--- start DATA SUPPLIED ---

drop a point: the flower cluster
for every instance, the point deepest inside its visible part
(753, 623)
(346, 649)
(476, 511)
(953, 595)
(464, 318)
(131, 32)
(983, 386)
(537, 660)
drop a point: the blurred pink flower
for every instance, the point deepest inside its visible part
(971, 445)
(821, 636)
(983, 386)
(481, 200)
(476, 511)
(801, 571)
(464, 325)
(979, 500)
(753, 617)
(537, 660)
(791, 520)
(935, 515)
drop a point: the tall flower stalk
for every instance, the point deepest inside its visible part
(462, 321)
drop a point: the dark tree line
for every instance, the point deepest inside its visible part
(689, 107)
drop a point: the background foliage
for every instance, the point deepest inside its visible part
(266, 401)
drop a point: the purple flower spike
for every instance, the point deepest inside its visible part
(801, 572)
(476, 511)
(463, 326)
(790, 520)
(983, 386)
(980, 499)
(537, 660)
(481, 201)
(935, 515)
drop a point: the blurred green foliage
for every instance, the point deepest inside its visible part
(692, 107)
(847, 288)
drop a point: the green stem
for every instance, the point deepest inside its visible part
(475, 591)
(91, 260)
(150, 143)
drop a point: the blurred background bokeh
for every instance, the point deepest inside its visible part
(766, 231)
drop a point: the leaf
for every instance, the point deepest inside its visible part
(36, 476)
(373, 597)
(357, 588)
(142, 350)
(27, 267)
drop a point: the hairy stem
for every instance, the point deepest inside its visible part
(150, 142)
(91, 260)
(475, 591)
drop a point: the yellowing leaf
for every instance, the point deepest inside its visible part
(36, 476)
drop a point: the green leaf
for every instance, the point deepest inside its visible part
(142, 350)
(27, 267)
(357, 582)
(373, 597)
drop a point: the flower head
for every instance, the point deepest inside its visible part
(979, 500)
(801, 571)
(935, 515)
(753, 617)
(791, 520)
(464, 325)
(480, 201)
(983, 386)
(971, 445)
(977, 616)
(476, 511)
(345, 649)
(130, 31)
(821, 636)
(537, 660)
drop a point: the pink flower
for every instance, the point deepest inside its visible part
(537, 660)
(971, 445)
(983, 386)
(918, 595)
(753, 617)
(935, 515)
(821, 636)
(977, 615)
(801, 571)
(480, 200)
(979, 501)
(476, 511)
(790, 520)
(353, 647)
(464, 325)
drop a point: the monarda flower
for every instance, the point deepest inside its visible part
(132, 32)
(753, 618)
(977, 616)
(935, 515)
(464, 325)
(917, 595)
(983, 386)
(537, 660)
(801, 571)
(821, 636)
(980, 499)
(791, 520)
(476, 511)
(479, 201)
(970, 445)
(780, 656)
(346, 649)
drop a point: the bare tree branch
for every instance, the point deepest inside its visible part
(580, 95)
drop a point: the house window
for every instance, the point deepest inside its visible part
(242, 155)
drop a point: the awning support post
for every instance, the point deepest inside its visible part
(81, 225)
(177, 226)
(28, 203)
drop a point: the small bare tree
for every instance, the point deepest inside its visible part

--- end DATA SUPPLIED ---

> **PROMPT**
Write out every line of the listing above without changing a single character.

> **THE COMPLETED TASK**
drop a point: the flower cluster
for every instance, the point deepest inside its visible part
(753, 623)
(346, 649)
(476, 511)
(953, 595)
(464, 318)
(131, 32)
(983, 386)
(537, 660)
drop a point: the blurred pink flower
for every instance, the point deepest inside its visible part
(971, 445)
(821, 636)
(983, 386)
(481, 200)
(476, 511)
(801, 571)
(464, 325)
(979, 500)
(753, 617)
(537, 660)
(791, 520)
(935, 515)
drop a point: the tall flower stalk
for every instance, the point deepest inside its visible part
(462, 321)
drop a point: the dark tree line
for every instance, the point deepest inside its visible part
(689, 107)
drop a point: the background foliage
for every instance, the point deepest inside its visible part
(266, 401)
drop a point: the purple flower spike
for every instance, the point deepest inside its visible part
(801, 572)
(476, 511)
(463, 326)
(790, 520)
(983, 386)
(980, 499)
(537, 660)
(481, 201)
(935, 515)
drop a point: the blurred green foliage
for every instance, the point deepest inside its visible part
(692, 107)
(847, 288)
drop a point: the green stem
for every instance, the point deepest inside its visible part
(475, 591)
(91, 260)
(150, 143)
drop a point: the blurred background bokeh
for every instance, the point deepest inside its visible part
(766, 231)
drop a point: the leaf
for every instance, the point deepest inside its visible part
(36, 476)
(373, 597)
(357, 588)
(142, 350)
(27, 267)
drop a point: the hairy stem
for every instance, the point deepest inside its visible part
(150, 142)
(91, 260)
(475, 591)
drop a point: the yellowing leaf
for every instance, the point deepest inside its visible part
(36, 476)
drop a point: the green leaf
for every instance, the point deepest inside its visible part
(142, 350)
(27, 267)
(357, 582)
(373, 597)
drop a point: the flower head
for every instance, the point deepest inside its visible part
(979, 500)
(801, 571)
(935, 515)
(753, 617)
(791, 520)
(464, 325)
(480, 201)
(983, 386)
(971, 445)
(977, 616)
(476, 511)
(345, 649)
(130, 31)
(821, 636)
(537, 660)
drop a point: the pink flower
for every instance, the point deepest inside its visible part
(537, 660)
(971, 445)
(983, 386)
(918, 595)
(753, 617)
(935, 515)
(821, 636)
(977, 615)
(801, 571)
(480, 200)
(979, 501)
(476, 511)
(790, 520)
(353, 647)
(464, 325)
drop a point: the monarda flower
for every instance, the point deepest inside its visible part
(132, 32)
(753, 618)
(977, 616)
(935, 515)
(464, 325)
(917, 595)
(983, 386)
(537, 660)
(801, 571)
(821, 636)
(980, 499)
(791, 520)
(476, 511)
(479, 201)
(970, 445)
(780, 656)
(346, 649)
drop a point: the bare tree branch
for every instance, the point deepest inside its visible part
(580, 95)
drop a point: the house window
for every instance, the point deepest inside its visible part
(242, 155)
drop a point: the awning support post
for every instance, the point deepest inside its visible part
(81, 225)
(177, 226)
(28, 203)
drop a point: the small bare tree
for every instance, the point deepest inside its visible part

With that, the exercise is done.